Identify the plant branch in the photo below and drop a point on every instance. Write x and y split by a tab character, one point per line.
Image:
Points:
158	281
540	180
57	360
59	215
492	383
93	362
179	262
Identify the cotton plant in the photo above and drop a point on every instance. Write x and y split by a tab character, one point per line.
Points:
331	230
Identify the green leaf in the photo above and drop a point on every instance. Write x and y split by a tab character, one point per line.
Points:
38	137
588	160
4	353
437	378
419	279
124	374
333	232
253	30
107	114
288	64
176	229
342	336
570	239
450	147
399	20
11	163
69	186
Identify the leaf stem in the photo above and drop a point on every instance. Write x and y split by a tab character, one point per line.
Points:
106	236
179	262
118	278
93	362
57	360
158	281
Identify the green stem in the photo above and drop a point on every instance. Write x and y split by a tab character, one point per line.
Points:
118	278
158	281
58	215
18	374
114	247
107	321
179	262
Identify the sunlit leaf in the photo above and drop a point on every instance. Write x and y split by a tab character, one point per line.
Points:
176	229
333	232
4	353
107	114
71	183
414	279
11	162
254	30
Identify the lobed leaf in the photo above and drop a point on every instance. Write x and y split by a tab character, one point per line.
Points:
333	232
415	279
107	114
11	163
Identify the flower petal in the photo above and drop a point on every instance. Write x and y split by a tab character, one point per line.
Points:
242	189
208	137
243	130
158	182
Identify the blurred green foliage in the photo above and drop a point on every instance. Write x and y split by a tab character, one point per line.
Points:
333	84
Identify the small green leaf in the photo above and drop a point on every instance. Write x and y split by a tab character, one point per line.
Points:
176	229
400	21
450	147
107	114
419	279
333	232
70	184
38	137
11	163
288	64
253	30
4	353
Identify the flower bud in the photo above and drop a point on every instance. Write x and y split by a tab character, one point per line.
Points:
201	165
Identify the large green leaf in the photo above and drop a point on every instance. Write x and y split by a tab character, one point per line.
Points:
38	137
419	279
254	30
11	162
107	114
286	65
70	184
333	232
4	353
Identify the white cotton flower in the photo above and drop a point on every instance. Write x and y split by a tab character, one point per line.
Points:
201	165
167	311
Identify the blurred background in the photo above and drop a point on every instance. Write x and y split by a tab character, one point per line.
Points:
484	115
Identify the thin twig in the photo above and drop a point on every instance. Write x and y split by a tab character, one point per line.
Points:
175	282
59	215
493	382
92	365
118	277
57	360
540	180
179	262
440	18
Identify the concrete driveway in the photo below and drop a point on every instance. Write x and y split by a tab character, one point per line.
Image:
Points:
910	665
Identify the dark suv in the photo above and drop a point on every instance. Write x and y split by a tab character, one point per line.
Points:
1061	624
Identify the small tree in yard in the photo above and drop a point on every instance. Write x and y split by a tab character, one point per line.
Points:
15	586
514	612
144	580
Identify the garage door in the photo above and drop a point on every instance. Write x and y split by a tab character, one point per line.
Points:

WHAT THIS TASK INVOLVES.
Rewrite all of the data above, replacing "drop a point on" with "place a dot on" wherever it occurs and leaving everything else unchanged.

OUTPUT OF THE EXERCISE.
Identify the plant branch in the photo below and place a dot on every instance. Write x and y split by a tab character, one point per line.
Image:
Points:
158	281
540	180
57	360
59	215
492	383
93	362
179	262
Identify the cotton plant in the photo above and place a dot on every instance. Write x and y split by a tab character, one point per line.
Points:
331	230
Identify the green leaf in the photo above and place a dot on every instance. Write x and y split by a tab character, one point per line.
Points:
38	137
588	160
4	353
437	378
419	279
124	374
333	232
253	30
107	114
288	64
176	229
342	336
570	239
450	147
399	20
11	163
69	186
Identify the leaf stem in the photo above and place a dot on every instance. Write x and y split by a tab character, one point per line.
Points:
106	236
179	262
118	278
93	362
57	360
158	281
Identify the green stem in the photo above and place a dot on every instance. Write x and y split by a tab character, one point per line.
Points:
118	278
158	281
58	215
18	374
114	247
107	321
179	262
Identify the sunlit leaf in the photo above and place a dot on every instance. Write x and y split by a tab character, one point per line.
Points:
176	229
333	232
4	353
107	114
71	183
414	279
11	162
254	30
Identify the lobed leaf in the photo above and place a dot on every instance. Write x and y split by a tab character, one point per line.
Points:
333	232
415	279
107	114
11	163
Identify the flower petal in the photo above and place a dot on every instance. Write x and y split by a tab character, one point per line.
Points:
242	189
208	137
243	130
158	182
Identify the blurred green foliage in the photo above and place a dot on every instance. Write x and y split by a tab character, one point per line.
Points:
333	84
Identify the small green leaf in the photo above and place a dot on every instance. Write x and y split by a tab character, one point per line.
Points:
176	229
400	21
450	147
107	114
419	279
333	232
70	184
38	137
11	163
288	64
253	30
4	353
Identify the flower bud in the photo above and place a dot on every instance. Write x and y split by a tab character, one point per line.
Points:
201	165
Identify the large green leaf in the photo above and place a dot on every instance. Write x and y split by a tab character, one point per line.
Points:
38	137
419	279
254	30
11	162
107	114
286	65
70	184
333	232
4	353
Identify the white cotton flower in the photo above and place a dot on every instance. Write x and y split by a tab character, one point per line.
Points:
201	165
167	311
Identify the blurred background in the photo above and place a dot on every instance. Write x and y split by a tab character, one point per line.
Points:
484	115
Identify the thin twig in the photo above and place a dot on every instance. Write x and y split by a tab character, one point per line.
Points:
175	282
59	215
493	382
92	365
118	277
57	360
540	180
179	262
440	18
Identify the concrete driveway in the photo below and place a dot on every instance. Write x and y split by a tab character, one point per line.
Image:
Points:
910	665
Identify the dark suv in the photo above and place a dot on every instance. Write x and y split by a tab character, one point per line.
Points:
1061	624
Identify the small tree in yard in the photo above and place a dot on every instance. Write x and y split by a tab character, one point per line.
Points:
15	586
514	612
144	580
Identify the garage door in the photo above and place a dot on every instance. Write x and y split by a tab character, one point per line.
Points:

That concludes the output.